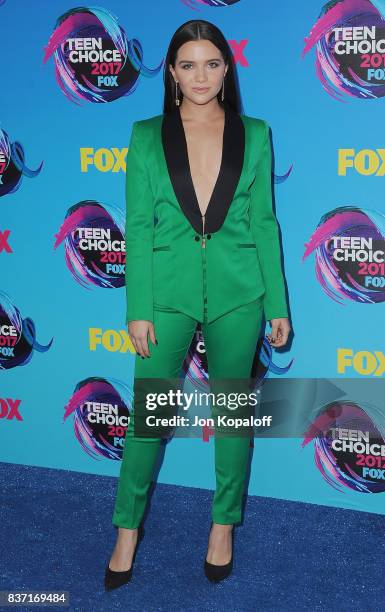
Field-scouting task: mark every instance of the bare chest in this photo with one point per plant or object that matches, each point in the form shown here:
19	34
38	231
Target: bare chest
204	147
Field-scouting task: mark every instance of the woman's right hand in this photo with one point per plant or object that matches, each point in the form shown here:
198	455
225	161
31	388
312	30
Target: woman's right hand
138	332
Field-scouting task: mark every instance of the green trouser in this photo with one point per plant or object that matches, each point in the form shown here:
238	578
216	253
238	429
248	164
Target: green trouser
230	343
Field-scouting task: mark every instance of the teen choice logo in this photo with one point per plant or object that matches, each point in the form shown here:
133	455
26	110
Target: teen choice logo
17	336
93	58
349	446
100	408
349	246
95	250
12	166
195	3
349	37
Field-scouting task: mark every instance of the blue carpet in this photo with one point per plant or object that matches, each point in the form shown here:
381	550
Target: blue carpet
56	533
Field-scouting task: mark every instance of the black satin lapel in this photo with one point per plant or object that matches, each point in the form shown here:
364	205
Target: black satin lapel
176	155
175	152
230	172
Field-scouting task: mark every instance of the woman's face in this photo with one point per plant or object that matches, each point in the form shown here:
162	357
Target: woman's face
199	70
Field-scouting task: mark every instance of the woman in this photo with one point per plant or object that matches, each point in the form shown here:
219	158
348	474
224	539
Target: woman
201	246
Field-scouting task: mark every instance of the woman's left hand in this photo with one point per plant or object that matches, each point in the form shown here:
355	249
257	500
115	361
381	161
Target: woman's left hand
280	329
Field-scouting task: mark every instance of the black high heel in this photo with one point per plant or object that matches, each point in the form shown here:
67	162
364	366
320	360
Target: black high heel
216	573
113	579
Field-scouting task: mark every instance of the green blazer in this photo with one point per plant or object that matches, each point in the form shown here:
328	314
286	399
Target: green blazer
169	243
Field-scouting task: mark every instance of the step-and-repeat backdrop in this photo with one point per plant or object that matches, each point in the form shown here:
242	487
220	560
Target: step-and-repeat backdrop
74	80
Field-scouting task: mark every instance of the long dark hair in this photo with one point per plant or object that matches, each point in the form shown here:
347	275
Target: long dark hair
197	29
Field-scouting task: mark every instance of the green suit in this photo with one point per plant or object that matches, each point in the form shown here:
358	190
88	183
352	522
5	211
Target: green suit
165	229
222	270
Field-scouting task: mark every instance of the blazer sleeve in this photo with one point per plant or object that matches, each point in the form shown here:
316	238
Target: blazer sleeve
139	231
264	227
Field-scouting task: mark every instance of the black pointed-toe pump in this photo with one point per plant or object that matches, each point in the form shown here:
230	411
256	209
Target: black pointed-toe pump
216	573
113	579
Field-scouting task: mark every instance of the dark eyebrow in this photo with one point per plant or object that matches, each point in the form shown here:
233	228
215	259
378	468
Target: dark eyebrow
215	59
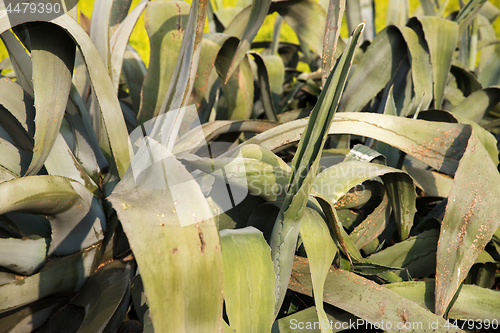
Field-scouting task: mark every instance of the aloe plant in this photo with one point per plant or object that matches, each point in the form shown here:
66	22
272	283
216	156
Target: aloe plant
222	189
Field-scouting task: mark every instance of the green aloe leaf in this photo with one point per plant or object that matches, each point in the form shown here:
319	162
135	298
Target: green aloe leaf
★ ★ ★ ★
(EXERCISE DESCRIPTION): Everything in the entries above except the pictures should be given again exactly.

(TASK OUTPUT):
Field-scouting task: mark every instance of the bare chest in this photo with one point per plant or object that matches, each point in the form shown here:
19	34
38	231
Target: bare chest
204	147
Field-scouting task: mark every instance of the woman's right hand in this photo with one point per plant or object that matches, each point in the form shown here:
198	455
225	161
31	388
312	30
Target: woman's right hand
138	332
Field-scouting task: mark every instance of the green trouser in this photo with one point per plant or object that matches, each point in the form shown here:
238	578
216	253
238	429
248	164
Target: green trouser
230	343
Field-scouting task: mark every instance of the teen choice logo in this photo with one point per plant or object that matches, each point in the form shown here:
133	455
26	110
Target: teen choice logo
17	336
93	58
349	446
100	408
349	246
95	250
12	166
195	3
349	37
Field-scouting task: mark every instance of the blue carpet in this photo with one point per plant or object that matches, each point in the form shown here:
381	550
Target: blue carpet
56	533
Field-scouting task: mark every instance of the black satin lapel in this photo with one point per plant or object that matches, each point in the form shown here:
364	205
Target: black satin lapel
176	155
175	152
230	172
Field-scouting task: mark every instance of the woman's face in this photo with one point per plant or object that matches, each point in the form shown here:
162	357
Target: woman's face
199	70
Field-scouting task: mark every instance of the woman in this photo with one point per plant or object that matches, each point in the form shown here:
219	158
348	474
224	539
Target: woman
201	246
Field-scouting task: mark every instance of the woman's left hand in this photo with one point per plant or object that matches, each point in the form shown here:
355	249
257	500
115	361
381	161
Target: woman's left hand
280	329
Field-scouting task: mark every instance of the black high heel in this photo with one point per plant or object that matches, each point in the form shown here:
67	162
364	366
320	360
Target: black high heel
216	573
113	579
Field-scouting task: mark every instance of the green blazer in this photo with one point per plant or object that matches, each point in the form shown here:
328	314
286	399
Target: green blazer
169	243
Field-scouting task: mark every instance of the step-and-repeat backdrop in this photo with one point per plant or object that matches, each point in the form shown here:
242	487
220	560
Target: step-and-repeat backdrop
74	80
Field-scouting task: mark every instance of the long dark hair in this photo with one point per plant or object that matches, each point in the form shown here:
347	275
Target: long dark hair
197	29
Field-scouting task: mark every instance of the green suit in this photo with one point per plant or object that matches, each point in the form shown here:
358	190
88	183
352	522
5	211
Target: green suit
165	229
222	270
Field-scouting task: mark every instance of the blazer sleeve in this photo with one point per plant or object that matches, each point in the form shown here:
316	238
Target: blazer sleeve
139	231
264	227
Field-scouting task: mark every instance of the black pointed-toe pump in this photo with one point per plant or object that matches, each point in the form shown here:
230	411
256	209
Target: black pointed-toe pump
216	573
113	579
Field-scouting task: mark every instance of the dark eyebrow in this photo with one point per plant or object that matches, each point in the form shown here:
233	228
215	259
378	468
Target: dark eyebrow
215	59
Field-scouting task: mark every instance of the aloe plant in this photo with one point per plant or object that matches, each point in the form shown here:
66	22
272	283
216	156
Target: aloe plant
222	189
Field-scouting task: mark every instance of the green aloe leaf in this photo with one point per plant or object that matches, each point in the form shown here:
319	162
135	298
Target: green aloe leaf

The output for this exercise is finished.